[START MATERIALS PROVIDED]

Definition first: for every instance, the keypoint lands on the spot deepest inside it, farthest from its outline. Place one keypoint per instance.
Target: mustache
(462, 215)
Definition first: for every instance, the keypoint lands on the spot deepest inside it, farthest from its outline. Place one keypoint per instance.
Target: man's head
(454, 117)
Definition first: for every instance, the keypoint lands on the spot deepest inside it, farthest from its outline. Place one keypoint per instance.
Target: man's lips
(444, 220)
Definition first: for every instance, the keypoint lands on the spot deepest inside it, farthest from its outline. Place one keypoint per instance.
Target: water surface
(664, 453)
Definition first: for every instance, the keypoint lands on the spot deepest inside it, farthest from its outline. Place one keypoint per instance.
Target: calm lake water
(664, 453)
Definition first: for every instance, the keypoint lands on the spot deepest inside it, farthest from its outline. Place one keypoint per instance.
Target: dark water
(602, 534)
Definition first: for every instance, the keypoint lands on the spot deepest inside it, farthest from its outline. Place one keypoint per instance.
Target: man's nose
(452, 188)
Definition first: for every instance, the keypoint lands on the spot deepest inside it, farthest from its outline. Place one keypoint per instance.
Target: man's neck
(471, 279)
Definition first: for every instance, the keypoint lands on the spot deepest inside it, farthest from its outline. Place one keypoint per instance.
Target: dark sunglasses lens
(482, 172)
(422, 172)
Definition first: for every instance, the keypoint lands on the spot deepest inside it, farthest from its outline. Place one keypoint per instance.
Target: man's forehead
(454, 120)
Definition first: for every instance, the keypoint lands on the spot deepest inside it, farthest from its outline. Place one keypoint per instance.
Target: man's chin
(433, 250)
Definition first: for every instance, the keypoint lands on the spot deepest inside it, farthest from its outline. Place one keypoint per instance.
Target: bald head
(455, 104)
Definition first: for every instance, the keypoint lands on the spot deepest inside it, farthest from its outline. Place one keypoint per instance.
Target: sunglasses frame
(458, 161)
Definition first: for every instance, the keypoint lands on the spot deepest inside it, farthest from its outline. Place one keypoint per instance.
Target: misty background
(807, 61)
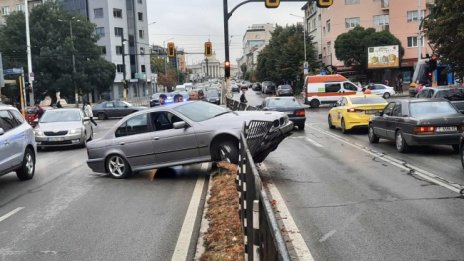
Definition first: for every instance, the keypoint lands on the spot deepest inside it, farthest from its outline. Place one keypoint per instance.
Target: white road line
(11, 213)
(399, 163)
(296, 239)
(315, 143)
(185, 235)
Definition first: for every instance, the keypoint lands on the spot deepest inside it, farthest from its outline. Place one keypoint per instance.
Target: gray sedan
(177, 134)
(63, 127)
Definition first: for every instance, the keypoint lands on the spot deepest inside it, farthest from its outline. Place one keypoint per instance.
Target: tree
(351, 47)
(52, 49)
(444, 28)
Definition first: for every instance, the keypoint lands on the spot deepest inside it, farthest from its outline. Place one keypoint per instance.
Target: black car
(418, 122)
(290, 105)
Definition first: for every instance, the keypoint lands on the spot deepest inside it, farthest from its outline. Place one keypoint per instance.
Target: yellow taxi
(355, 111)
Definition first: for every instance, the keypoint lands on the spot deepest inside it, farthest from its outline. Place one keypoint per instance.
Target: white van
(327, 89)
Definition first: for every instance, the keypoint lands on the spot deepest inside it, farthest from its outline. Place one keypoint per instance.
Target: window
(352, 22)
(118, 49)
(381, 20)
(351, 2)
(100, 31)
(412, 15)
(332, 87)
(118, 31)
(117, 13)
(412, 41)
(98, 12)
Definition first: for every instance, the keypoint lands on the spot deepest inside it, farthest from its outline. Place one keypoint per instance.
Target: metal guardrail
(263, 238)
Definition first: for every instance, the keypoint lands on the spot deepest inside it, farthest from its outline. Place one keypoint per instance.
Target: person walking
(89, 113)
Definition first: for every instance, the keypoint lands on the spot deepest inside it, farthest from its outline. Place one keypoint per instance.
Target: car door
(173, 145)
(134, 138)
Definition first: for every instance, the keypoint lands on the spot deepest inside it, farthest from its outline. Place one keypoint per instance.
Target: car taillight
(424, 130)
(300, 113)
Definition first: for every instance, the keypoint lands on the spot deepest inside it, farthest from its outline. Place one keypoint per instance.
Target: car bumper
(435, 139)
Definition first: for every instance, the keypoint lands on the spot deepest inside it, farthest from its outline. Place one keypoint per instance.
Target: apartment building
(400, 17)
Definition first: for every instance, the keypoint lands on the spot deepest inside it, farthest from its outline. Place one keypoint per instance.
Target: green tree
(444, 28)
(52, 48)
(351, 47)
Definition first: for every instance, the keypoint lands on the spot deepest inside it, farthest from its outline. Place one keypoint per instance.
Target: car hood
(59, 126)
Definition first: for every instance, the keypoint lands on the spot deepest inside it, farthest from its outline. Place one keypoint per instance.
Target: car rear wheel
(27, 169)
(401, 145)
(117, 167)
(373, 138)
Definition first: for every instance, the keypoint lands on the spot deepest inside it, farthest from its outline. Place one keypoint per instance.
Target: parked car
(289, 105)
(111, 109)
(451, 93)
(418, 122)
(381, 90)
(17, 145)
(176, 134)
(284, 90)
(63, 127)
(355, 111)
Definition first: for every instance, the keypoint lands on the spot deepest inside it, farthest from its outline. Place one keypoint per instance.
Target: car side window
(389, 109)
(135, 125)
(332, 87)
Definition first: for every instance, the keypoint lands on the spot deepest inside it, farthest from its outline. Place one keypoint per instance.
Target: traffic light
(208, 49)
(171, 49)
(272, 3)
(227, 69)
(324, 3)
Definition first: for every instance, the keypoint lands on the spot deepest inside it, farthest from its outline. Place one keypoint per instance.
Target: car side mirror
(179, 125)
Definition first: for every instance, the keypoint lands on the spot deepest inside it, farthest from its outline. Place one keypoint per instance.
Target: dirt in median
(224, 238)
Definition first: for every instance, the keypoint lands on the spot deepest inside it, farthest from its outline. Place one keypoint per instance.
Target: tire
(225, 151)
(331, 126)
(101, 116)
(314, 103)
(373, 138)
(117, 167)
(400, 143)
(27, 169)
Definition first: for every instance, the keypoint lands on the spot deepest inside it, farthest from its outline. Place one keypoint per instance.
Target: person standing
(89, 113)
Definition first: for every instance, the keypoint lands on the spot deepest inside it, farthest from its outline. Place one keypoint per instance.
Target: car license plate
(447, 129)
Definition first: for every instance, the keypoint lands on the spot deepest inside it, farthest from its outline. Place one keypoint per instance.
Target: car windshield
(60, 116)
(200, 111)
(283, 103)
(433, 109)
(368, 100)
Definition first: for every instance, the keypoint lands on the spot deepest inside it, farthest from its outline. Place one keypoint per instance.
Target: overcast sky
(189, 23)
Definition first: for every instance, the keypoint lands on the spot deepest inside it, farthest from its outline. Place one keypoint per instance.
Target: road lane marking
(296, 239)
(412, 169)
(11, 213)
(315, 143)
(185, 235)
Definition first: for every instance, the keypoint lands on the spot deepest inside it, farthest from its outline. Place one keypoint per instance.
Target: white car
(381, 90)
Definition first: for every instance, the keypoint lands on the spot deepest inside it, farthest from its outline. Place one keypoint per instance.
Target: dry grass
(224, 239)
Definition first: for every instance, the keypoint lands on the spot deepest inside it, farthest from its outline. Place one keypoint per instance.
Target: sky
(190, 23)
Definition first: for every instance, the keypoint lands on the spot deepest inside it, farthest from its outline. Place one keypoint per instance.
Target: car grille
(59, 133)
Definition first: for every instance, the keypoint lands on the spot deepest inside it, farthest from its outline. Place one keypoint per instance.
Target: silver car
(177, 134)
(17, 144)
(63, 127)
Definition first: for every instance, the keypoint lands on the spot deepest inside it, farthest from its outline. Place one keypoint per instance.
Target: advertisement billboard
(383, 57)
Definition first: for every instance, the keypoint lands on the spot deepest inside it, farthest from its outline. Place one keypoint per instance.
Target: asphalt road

[END MATERIALS PROVIDED]

▶ _DIRECTIONS_: Quote each line of the listing exactly, but leave the pictures out.

▶ _EXERCISE SOLUTION_:
Definition first: for every instance, the keypoint lands on the spot deepest inside it, farthest from its outline. Place one keypoint per instance.
Target: mustache
(462, 215)
Definition first: for every instance, the keypoint lands on the spot deepest inside it, farthest from its outline. Place one keypoint per instance.
Target: man's head
(454, 117)
Definition first: for every instance, the keypoint lands on the spot deepest inside it, farthest from its outline. Place one keypoint per instance.
Target: man's lips
(444, 220)
Definition first: for every instance, the keypoint lands on the spot deepest inside it, farthest from its outline. Place one keypoint per instance.
Target: water surface
(664, 453)
Definition first: for every instance, the keypoint lands on the spot deepest inside it, farthest from its outline. Place one keypoint per instance.
Target: calm lake water
(664, 453)
Definition first: for every instance, the keypoint lands on the spot deepest inside it, farthest from its outline. Place one keypoint per instance.
Target: dark water
(602, 534)
Definition first: for every instance, the keypoint lands on the spot deepest inside it, farthest from its outline. Place one keypoint per instance.
Target: man's nose
(452, 188)
Definition first: for every instance, the keypoint lands on the spot deepest inside it, farthest from its outline. Place one keypoint per instance.
Target: man's neck
(471, 279)
Definition first: for every instance, the keypoint lands on the spot deepest inside it, farthest from its outline. Place one keypoint per instance.
Target: dark sunglasses lens
(482, 172)
(422, 172)
Definition first: for every instance, the keypoint lands on the spot deepest inside it, farthest from its outline. Place one keypoint per instance.
Target: man's forehead
(454, 120)
Definition first: for every instance, the keypoint lands on the spot deepest inside it, farthest from its outline. Place one keypoint per instance.
Target: man's chin
(433, 250)
Definition first: for every instance, the keypoint lands on the spot deepest inside it, farthest from its outline. Place one keypoint per instance.
Target: bald head
(455, 104)
Definition first: for every instance, the keypoint lands on the spot deepest inside it, farthest from its outline. Place one keypoint per instance.
Target: sunglasses frame
(458, 161)
Definition first: for every instance, the keypoint lands on the spot deepest inside it, farthest from its outline. Place one keypoint per instance.
Target: misty background
(807, 61)
Definition first: for every instance, the keypoint lands on the spot deepest inside it, farthest from its outline. Place one keypoint per instance.
Target: white road line
(11, 213)
(399, 163)
(296, 239)
(315, 143)
(185, 235)
Definition first: for every instance, the keypoint lands on the spot deepest inside it, farthest from its outline. Place one keypoint per instance.
Target: gray sedan
(177, 134)
(63, 127)
Definition first: for every instance, the keypoint lands on the spot deepest inside it, farthest from its outline. Place one keypoint per instance.
Target: tree
(351, 47)
(52, 49)
(444, 28)
Definition first: for every instance, the keypoint lands on the spot deepest inside it, farthest from its outline. Place one keypoint per instance.
Target: black car
(418, 122)
(290, 105)
Definition first: for every instance, the keypoint lands on the spot deepest inside it, farthest from its outline. Place one keypoint per instance.
Target: yellow taxi
(355, 111)
Definition first: for every instance, the keypoint lands on the spot deepest inside it, farthest from its outline. Place one keypoint per instance.
Target: white van
(327, 89)
Definition first: for every instance, the keypoint lands on the spot deepest inside it, farthest from its outline. Place one keypoint per instance.
Target: window
(352, 22)
(118, 49)
(381, 20)
(351, 2)
(100, 31)
(412, 15)
(332, 87)
(118, 31)
(117, 13)
(412, 41)
(98, 12)
Definition first: for every instance, the keypoint lands on the spot deepest inside it, farthest from its outline. Place one keypoint per instance.
Target: metal guardrail
(263, 238)
Definition first: for every instance, the keypoint lands on the spot deepest inside it, farthest from its outline. Place one keypoint per instance.
Target: person walking
(89, 113)
Definition first: for every instance, the keypoint lands on the spot deepest inside it, farthest from its outline. Place one keypoint per instance.
Target: car door
(173, 145)
(134, 138)
Definition first: for every instance, the keypoint lands on the spot deepest inside it, farthest from its outline. Place one keypoint per instance.
Target: car taillight
(424, 130)
(300, 113)
Definition first: for every instance, the keypoint lands on the spot deepest inside it, farthest from its outline. Place one keypoint per instance.
Target: car bumper
(435, 139)
Definition first: for every instance, the keypoint lands on the spot deepest inside it, farthest from its outline. Place one keypoint per instance.
Target: apartment building
(400, 17)
Definition first: for every instance, the keypoint lands on the spot deepest inside it, farthest from its outline. Place one keypoint per instance.
Target: green tree
(444, 28)
(52, 48)
(351, 47)
Definition first: for every instance, the keypoint lands on the spot deepest inside it, farthest from its outline. Place one keypoint per instance.
Target: car hood
(59, 126)
Definition first: for every instance, the keypoint lands on the spot deepest inside it, farthest from its outline. Place one keypoint per instance.
Target: car rear wheel
(27, 169)
(401, 145)
(117, 167)
(373, 138)
Definition first: for every instance, the keypoint lands on the spot deepest inside it, farthest from its outline. Place one keypoint per instance.
Target: parked car
(289, 105)
(111, 109)
(451, 93)
(418, 122)
(381, 90)
(17, 145)
(176, 134)
(284, 90)
(63, 127)
(355, 111)
Definition first: for every instance, the keypoint lands on the spot deepest inside it, farthest from its outline. Place one keypoint per instance.
Target: car side window
(389, 109)
(135, 125)
(332, 87)
Definition first: for every instance, the keypoint lands on the spot deepest inside it, farthest from its outline. Place one keypoint per instance.
Target: traffic light
(208, 49)
(171, 49)
(272, 3)
(227, 69)
(324, 3)
Definition first: for every instance, the keypoint lands on the spot deepest inside it, farthest from its outline. Place one keypoint per instance.
Target: car side mirror
(179, 125)
Definition first: for every instance, the keypoint lands on the spot deepest inside it, farthest from its outline. Place one keypoint per instance.
Target: dirt in median
(224, 238)
Definition first: for every instance, the keypoint lands on the spot deepest inside it, farthest from its outline. Place one keypoint per instance.
Target: tire
(225, 151)
(331, 126)
(101, 116)
(314, 103)
(373, 138)
(117, 167)
(400, 143)
(27, 169)
Definition first: for every instance, the keypoint lands on the spot deepest inside it, farthest from its outline. Place one keypoint per instance.
Target: person standing
(89, 113)
Definition first: for every instance, the keypoint lands on the spot deepest inside it, farthest from its outline. Place one keypoint per instance.
Target: car license plate
(447, 129)
Definition first: for every instance, the keypoint lands on the spot deepest inside it, farthest from its outline. Place one keypoint per instance.
Target: car windshield
(60, 116)
(200, 111)
(283, 103)
(433, 109)
(368, 100)
Definition first: for every instance, the keypoint lands on the spot deepest inside it, farthest from its outline. Place one keypoint per instance.
Target: overcast sky
(189, 23)
Definition first: for every instance, the keypoint lands on the spot deepest inside it, farthest from its outline. Place one keypoint per instance.
Target: road lane marking
(296, 239)
(412, 169)
(11, 213)
(315, 143)
(185, 235)
Definition first: for every instance, the keypoint lands on the spot deepest inside it, farthest from its outline. Place one keypoint per instance.
Target: white car
(381, 90)
Definition first: for every instance, the keypoint lands on the spot deepest inside it, farthest from its outline. Place one keypoint per instance.
Target: dry grass
(224, 239)
Definition first: for every instance, the keypoint lands on the spot deepest inside it, farthest from its outline. Place one keypoint per instance.
Target: sky
(190, 23)
Definition first: for every instance, the keypoint lands on the spot deepest inside it, farthest from its outline. Place one keypoint per instance.
Target: car grille
(59, 133)
Definition first: for every instance, the keypoint lands on the spot deepest inside it, farthest from its outline. Place one keypoint per instance.
Target: silver car
(177, 134)
(17, 144)
(63, 127)
Definition first: for every instance, the keypoint lands on the spot deepest inside it, farthest from its outline. Place one keypoint per instance.
Target: advertisement billboard
(383, 57)
Definition first: for every instance, the keypoint lands on the spot deepest inside it, farthest from its outline. Place one keypoint per instance.
Target: asphalt road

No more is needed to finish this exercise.